Montezemelo (L) and Botin

It doesn’t leave a bad taste in your mouth, it makes you throw up a little. Zero lessons have been learned from 2008, zero titles gained. The Scuderia have sold their soul at the crossroads. And they have thrown their former champion on the bonfire as a sacrifice.

Was it worth it? Of course not. No matter what Ferrari do this year, they will never catch the Mercedes cars. So it’s a bonfire for the vanities. Ferrari is vain, no doubt about it. But right now, they are nothing but a painted whore. Their car is out of breath, trailing after the leaders, with the tongue hanging out. And Alonso is cleverly wagging the dog, the dog being the team in this case.

I leave you with a few words on the whole affair from my friend, wrcva. He too did outstanding research on the entire Kimi-Ferrari-Santander thing. And he is the main author of that said piece on this blog: http://f1bias.com/2012/04/05/truth-about-kimi-ferrari-santander-2008/. So he is someone worth listening to.

§ **WHAT YOU WILL DO**:
[A] Transcribe the Ferrari piece word for word, everything from "Was it worth" down to "worth listening to.".
[B] In the Ferrari piece, who is named as the main author of the blog piece on the Kimi-Ferrari-Santander affair?
You won't need the material that comes next.

§ **MATERIAL**:

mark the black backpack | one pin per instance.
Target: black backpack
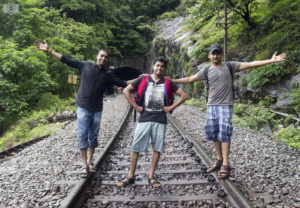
(206, 77)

§ **WORKED SOLUTIONS**:
[A]
Was it worth it? Of course not. No matter what Ferrari do this year, they will never catch the Mercedes cars. So it’s a bonfire for the vanities. Ferrari is vain, no doubt about it. But right now, they are nothing but a painted whore. Their car is out of breath, trailing after the leaders, with the tongue hanging out. And Alonso is cleverly wagging the dog, the dog being the team in this case.

I leave you with a few words on the whole affair from my friend, wrcva. He too did outstanding research on the entire Kimi-Ferrari-Santander thing. And he is the main author of that said piece on this blog: http://f1bias.com/2012/04/05/truth-about-kimi-ferrari-santander-2008/. So he is someone worth listening to.

[B] wrcva